Problem requirements —
What is needed here is a verbatim copy of the records that follow.

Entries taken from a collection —

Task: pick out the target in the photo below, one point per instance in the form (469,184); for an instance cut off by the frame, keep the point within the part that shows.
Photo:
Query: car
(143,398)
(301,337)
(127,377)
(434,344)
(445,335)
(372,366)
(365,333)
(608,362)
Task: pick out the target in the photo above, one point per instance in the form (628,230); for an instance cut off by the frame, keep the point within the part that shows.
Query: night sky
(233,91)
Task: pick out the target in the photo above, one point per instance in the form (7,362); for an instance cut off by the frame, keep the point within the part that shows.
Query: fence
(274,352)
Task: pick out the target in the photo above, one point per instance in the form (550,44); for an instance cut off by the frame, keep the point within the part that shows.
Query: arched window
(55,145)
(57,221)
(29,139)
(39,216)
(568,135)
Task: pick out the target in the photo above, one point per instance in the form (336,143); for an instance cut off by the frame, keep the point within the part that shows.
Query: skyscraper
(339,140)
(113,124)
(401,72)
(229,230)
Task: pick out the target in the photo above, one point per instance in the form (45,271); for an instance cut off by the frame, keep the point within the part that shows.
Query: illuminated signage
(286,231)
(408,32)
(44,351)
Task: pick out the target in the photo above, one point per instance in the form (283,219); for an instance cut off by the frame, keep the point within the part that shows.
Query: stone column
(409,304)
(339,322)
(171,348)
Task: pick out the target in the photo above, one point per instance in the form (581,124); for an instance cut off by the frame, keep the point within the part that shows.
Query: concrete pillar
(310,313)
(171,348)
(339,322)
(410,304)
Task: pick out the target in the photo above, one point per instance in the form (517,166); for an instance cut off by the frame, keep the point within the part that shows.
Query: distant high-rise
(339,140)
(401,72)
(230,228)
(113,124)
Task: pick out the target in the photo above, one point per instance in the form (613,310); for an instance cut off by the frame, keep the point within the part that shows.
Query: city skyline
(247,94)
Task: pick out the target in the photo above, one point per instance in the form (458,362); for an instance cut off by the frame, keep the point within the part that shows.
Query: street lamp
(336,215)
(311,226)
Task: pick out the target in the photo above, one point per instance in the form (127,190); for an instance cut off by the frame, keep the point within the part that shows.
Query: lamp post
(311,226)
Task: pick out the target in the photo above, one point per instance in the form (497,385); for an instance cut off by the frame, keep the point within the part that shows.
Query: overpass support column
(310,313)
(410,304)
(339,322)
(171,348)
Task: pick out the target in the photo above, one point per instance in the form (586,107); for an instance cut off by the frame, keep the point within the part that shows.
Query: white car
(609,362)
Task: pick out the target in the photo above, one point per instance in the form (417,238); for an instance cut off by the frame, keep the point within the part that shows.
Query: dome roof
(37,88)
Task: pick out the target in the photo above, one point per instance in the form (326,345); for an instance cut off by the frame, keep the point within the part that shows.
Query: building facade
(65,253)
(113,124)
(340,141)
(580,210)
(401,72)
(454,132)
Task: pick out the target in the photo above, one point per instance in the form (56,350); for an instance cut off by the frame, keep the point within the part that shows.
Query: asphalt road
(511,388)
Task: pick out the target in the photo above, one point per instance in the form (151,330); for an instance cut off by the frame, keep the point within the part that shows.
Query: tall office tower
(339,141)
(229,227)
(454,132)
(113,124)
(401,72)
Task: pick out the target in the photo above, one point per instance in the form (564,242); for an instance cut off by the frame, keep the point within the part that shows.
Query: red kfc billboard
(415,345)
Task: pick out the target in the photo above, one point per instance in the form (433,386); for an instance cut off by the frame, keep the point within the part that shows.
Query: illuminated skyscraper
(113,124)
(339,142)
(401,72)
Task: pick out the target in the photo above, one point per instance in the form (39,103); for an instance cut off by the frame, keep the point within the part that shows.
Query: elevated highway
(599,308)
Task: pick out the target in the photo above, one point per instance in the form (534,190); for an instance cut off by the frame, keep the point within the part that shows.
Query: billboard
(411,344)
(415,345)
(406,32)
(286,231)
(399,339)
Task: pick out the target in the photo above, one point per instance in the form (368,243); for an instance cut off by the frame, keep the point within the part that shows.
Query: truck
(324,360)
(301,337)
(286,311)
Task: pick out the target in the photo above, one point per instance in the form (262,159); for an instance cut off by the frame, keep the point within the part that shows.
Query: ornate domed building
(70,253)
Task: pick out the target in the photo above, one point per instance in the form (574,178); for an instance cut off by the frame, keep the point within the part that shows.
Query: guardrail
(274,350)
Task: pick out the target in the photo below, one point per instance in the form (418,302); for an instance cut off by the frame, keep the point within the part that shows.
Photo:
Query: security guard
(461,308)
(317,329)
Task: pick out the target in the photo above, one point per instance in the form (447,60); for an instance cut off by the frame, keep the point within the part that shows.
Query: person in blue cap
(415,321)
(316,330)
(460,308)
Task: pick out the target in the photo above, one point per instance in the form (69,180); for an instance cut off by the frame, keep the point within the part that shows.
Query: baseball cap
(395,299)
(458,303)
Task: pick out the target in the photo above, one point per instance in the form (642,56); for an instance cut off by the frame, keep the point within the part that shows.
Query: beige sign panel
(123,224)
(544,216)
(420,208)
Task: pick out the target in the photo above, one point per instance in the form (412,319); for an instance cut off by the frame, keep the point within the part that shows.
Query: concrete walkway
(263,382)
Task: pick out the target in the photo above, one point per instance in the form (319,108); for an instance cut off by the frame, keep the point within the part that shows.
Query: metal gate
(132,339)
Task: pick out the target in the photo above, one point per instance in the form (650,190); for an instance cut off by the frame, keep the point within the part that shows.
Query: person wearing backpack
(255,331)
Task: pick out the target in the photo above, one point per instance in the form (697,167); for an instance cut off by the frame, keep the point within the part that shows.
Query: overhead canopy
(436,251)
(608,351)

Answer below —
Task: pick out the target in the photo below, one point per instance in the form (469,184); for an instance cut off by the frame, keep the point within the part that shows.
Photo:
Query: car
(143,398)
(301,337)
(127,377)
(434,344)
(445,335)
(372,366)
(365,333)
(608,362)
Task: pick out the target in the photo above, one point per instance in the form (628,230); for an instance cut off by the frame, keep the point within the part that shows.
Query: night sky
(233,91)
Task: pick out the target in the photo above, one point per instance in the form (7,362); for an instance cut off by the frame, keep the point within the part that shows.
Query: fence
(274,352)
Task: pick out the target in the photo above, one point per instance in the form (550,44); for an instance cut off by the frame, keep the point within the part that shows.
Query: arched window
(55,145)
(57,221)
(29,139)
(39,216)
(568,135)
Task: pick out the target in the photo above, one point per instance in the form (336,143); for an instance cut off by the frame, keep the point within the part that shows.
Query: skyscraper
(339,140)
(113,124)
(401,72)
(229,230)
Task: pick out the target in the photo above, one point per instance in the form (45,271); for an instance cut off by the frame, keep the point within the part that shows.
Query: illuminated signage
(286,231)
(408,32)
(44,351)
Task: pick out the target in the photo above, one point per instance in the form (283,219); for an instance cut off by the frame, keep the point within the part that shows.
Query: stone column
(409,304)
(339,322)
(171,348)
Task: pick out the target in the photo above, one point per instance in the form (581,124); for an instance cut off by the frame, keep the point within the part that shows.
Query: concrete pillar
(310,313)
(171,348)
(339,322)
(410,304)
Task: pick out the target in the photo above, one point per instance in the form (517,166); for an instance cut off by the frame, keep the point within the part that shows.
Query: distant high-rise
(339,140)
(401,72)
(230,228)
(113,124)
Task: pick out the target in the photo above, one point per instance in the form (613,310); for an instance cut off by the frame, keep the point within the part that shows.
Query: city skyline
(247,94)
Task: pick out the target in the photo above, one point per instance in the form (458,362); for an instance cut off by the frame, keep the point within the part that shows.
Query: street lamp
(336,215)
(311,226)
Task: pick out the target in the photo above, one point per instance in the form (127,190); for an instance cut off by the frame, keep the point within the part that shows.
Query: lamp post
(311,226)
Task: pick out the target in the photo above, one point per instance in the form (497,385); for an instance cut off by the frame, keep the point within the part that shows.
Query: overpass support column
(310,313)
(410,304)
(339,322)
(171,348)
Task: pick out the target in the photo above, one point per instance in the form (586,107); for an instance cut off by the frame, keep the point within the part that shows.
Query: white car
(609,362)
Task: pick out the target in the photo above, one point per instance in the form (417,238); for an instance cut off by the frame, keep the point within the part that shows.
Query: dome roof
(37,88)
Task: pick out the target in the photo above, one point per instance in the form (326,345); for an instance cut off by the frame, keep the point within the part that shows.
Query: building facade
(65,253)
(113,124)
(340,141)
(580,210)
(401,72)
(454,132)
Task: pick out the target in the photo above, one point per instance in the form (56,350); for an instance cut off by the frame, keep the point within the part that shows.
Query: asphalt road
(511,388)
Task: pick out the target in the photo above, one point per instance in the form (151,330); for an instance cut off by the frame, keep the point within the part that shows.
Query: tall office tower
(339,141)
(229,227)
(454,132)
(113,124)
(401,72)
Task: pick out the target in the photo above, one point per instance in the form (564,242); for an instance cut off by the frame, keep the point within the part that shows.
Query: red kfc billboard
(415,345)
Task: pick out the target in the photo above, one point per instance in the form (433,386); for an instance cut off by the frame, keep the point within the part that shows.
Query: illuminated skyscraper
(113,124)
(339,142)
(401,72)
Task: pick out the target in the photo above, one point per instance in the form (39,103); for an instance cut off by the frame, keep the point within the part that shows.
Query: elevated highway
(599,308)
Task: pick out the target in the photo above, one point per instance in the form (534,190); for an instance cut off by the frame, keep the point within the part that shows.
Query: billboard
(411,344)
(415,345)
(406,32)
(286,231)
(399,339)
Task: pick out the target in the photo above, one point per instance in the form (368,243); for an instance cut off by the frame, keep the point within the part that shows.
Query: truck
(324,360)
(301,337)
(286,311)
Task: pick out the target in the photo above, one point per instance in the form (262,159); for an instance cut off by the frame, keep the point within the part that shows.
Query: ornate domed building
(70,253)
Task: pick out the target in the photo above, one point per instance in the form (574,178); for an instance cut off by the frame, keep the point within the part that shows.
Query: guardrail
(274,350)
Task: pick out the target in the photo below, one point per instance in the form (418,302); for an instance cut off by the frame, keep the point within the part that shows.
Photo:
Query: security guard
(461,308)
(317,329)
Task: pick out the target in the photo above, one point per instance in the form (447,60); for an instance cut off by the frame, keep the point within the part that shows.
Query: person in blue cap
(415,321)
(316,330)
(460,308)
Task: pick out the target in the photo above, one point per instance in the form (69,180); for an instance cut off by the frame, keep the point within the part that shows.
Query: baseball cap
(395,299)
(458,303)
Task: pick out the target in the photo above, one point per instance in the form (642,56); for an instance cut off by the frame, keep the point within the part that shows.
Query: beige sign panel
(123,224)
(544,216)
(420,208)
Task: pick out the target in the photo above, one point per instance in the form (412,319); for an instance cut off by the frame, keep the point within the part that shows.
Query: concrete walkway
(263,382)
Task: pick out the target in the photo above, one point per instance in the form (319,108); for an instance cut off by the frame, keep the point within the part that shows.
Query: metal gate
(132,339)
Task: pick out the target in the photo above, one point per instance in the form (650,190); for an instance cut off by the frame, keep the point within the part that shows.
Query: person wearing backpack
(255,331)
Task: pick out the target in the photo above, one point per instance in the form (697,167); for an instance cut off by the frame, keep the point within the part that shows.
Query: overhead canopy
(436,251)
(608,351)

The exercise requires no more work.